**Given request**
Repeat the whole listing exactly as written.
_____
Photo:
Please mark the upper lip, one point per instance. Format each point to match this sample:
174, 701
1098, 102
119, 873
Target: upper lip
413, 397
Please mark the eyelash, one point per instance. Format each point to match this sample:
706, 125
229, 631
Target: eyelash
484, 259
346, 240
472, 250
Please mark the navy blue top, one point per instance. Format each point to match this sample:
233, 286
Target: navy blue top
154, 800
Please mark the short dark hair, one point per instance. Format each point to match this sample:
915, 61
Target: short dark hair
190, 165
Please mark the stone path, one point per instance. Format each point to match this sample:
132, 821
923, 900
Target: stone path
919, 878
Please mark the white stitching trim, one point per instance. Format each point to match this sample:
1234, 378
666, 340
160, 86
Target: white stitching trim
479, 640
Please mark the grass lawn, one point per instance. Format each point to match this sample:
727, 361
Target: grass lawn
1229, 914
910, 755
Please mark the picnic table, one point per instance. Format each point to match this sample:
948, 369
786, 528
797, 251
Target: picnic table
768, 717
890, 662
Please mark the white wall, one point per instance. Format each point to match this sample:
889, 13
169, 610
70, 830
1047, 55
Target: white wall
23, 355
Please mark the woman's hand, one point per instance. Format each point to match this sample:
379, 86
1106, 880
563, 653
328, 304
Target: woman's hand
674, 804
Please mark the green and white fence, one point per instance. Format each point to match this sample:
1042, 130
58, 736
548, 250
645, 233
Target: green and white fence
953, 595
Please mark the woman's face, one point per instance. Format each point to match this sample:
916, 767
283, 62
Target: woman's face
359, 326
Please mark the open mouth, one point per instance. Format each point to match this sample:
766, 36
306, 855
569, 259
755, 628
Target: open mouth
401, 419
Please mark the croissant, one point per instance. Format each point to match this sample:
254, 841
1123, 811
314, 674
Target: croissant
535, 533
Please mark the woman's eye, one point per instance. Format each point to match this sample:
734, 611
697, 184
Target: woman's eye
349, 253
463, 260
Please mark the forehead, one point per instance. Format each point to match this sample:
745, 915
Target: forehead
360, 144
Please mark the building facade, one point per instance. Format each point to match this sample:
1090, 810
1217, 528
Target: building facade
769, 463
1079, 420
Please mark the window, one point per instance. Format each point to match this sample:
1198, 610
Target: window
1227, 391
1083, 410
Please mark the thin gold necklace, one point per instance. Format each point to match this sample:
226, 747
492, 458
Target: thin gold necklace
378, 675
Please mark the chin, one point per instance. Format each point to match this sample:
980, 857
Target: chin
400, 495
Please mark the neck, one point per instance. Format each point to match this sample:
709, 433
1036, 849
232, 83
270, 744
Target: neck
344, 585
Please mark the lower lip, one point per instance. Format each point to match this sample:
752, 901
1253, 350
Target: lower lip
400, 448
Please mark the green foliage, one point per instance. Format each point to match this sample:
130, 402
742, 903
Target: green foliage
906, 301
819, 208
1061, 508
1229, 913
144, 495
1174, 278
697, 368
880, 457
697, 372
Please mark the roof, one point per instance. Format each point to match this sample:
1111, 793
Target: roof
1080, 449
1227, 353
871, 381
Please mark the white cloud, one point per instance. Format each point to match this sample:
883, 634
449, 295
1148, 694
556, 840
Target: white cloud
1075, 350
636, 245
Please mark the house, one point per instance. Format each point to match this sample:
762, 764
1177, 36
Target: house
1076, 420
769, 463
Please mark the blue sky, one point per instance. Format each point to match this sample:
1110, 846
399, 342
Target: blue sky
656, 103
_____
**Complete output**
Photo:
Please mark the upper lip, one point per instance. Format each point to match this sample:
174, 701
1098, 102
119, 873
Target: upper lip
413, 397
Please mark the eyelash, one point per instance. Format each point to match this sample:
706, 125
229, 631
Target: eyelash
484, 259
346, 240
472, 250
Please mark the navy blue top, one point per instance. Format each point to match this sample:
233, 286
Target: navy blue top
154, 800
Please mark the short dark hair, one point per instance. Format each point to match this sample:
915, 61
Target: short dark hair
190, 165
Please mark the stone path, one point per instance. Format each point to match this sample:
132, 821
923, 900
Target: stone path
919, 878
Please mark the white stitching trim, one point per instance. Format each point to match this sample:
1234, 378
666, 340
160, 86
Target: white stitching trim
479, 640
Please mark the grass lawn, one point per instance. Format each point to match this sample:
727, 361
Target: grass lawn
1229, 914
910, 755
Please mark the picnic table, one point per instance. Format each point to match this sample:
948, 369
786, 528
797, 251
Target: picnic table
768, 717
890, 662
Please mark the white wall, one point per instance. Format each point to match this sample:
889, 13
169, 610
70, 830
1047, 55
Target: white wall
23, 355
Please mark the woman's hand, one point per instance. Format each point to match this sample:
379, 86
1106, 880
563, 653
328, 304
Target: woman's hand
674, 804
Please mark the green and white fence, one point per instance. Format each point to match this sample:
1042, 130
58, 736
548, 250
645, 233
Target: green and white fence
953, 595
Please mark the woman's face, one point per instance. Format each point to match this sample:
916, 767
283, 62
Target: woman's face
359, 326
Please mark the open mouth, one point per instance. Format each point to match this sample:
766, 36
306, 855
569, 259
755, 628
Target: open mouth
401, 419
Please mark the croissant, one point per instance. Format each point to match this sample:
254, 841
1123, 811
314, 674
Target: croissant
535, 533
Please mark the woman's eye, one point per instance. Format each point to match this sample:
734, 611
697, 184
Target: woman's eye
349, 253
463, 260
Please mark the forehead, one point per instance. Format each point to match this sample:
745, 915
Target: forehead
360, 144
Please mark the building facade, one point per instance. Format each point to match this sample:
1090, 810
1217, 528
Target: building facade
769, 463
1079, 420
Please mark the window, one point per instance. Format each point to match this sample:
1198, 610
Target: window
1227, 391
1083, 410
Please mark the thin gold necklace, one point per instance. Format each point to match this sample:
226, 747
492, 458
Target: thin gold necklace
378, 675
Please mark the chin, one point per instance. Format each point to match this sample:
980, 857
Target: chin
400, 495
Please mark the neck, one point per instance. Format each point to match this sample:
709, 433
1036, 849
232, 83
270, 744
Target: neck
344, 585
Please mark the lower lip, one point per instance. Format each point to match this sample:
752, 901
1253, 350
Target: lower lip
400, 448
Please mark the green foliage, one point per instance. Format each point to match this sample:
130, 402
742, 903
Target: green foliage
906, 301
819, 208
1061, 508
1229, 913
144, 495
1174, 278
697, 368
880, 457
697, 372
Please mark the roof, one point per instance. Format each point to match this sample:
1111, 793
Target: roof
1080, 449
1227, 353
871, 381
Please mark the white cloud, one point per instance. Format each point to match this sample:
883, 634
449, 295
1148, 694
556, 840
Target: white cloud
1075, 350
636, 245
Please mark the house, one point per instance. Format each point to match this sample:
762, 764
1177, 36
Target: house
1076, 420
769, 463
Please mark the blue sky, one point per instance. Format each point to match this sample:
1110, 846
399, 342
Target: blue sky
656, 103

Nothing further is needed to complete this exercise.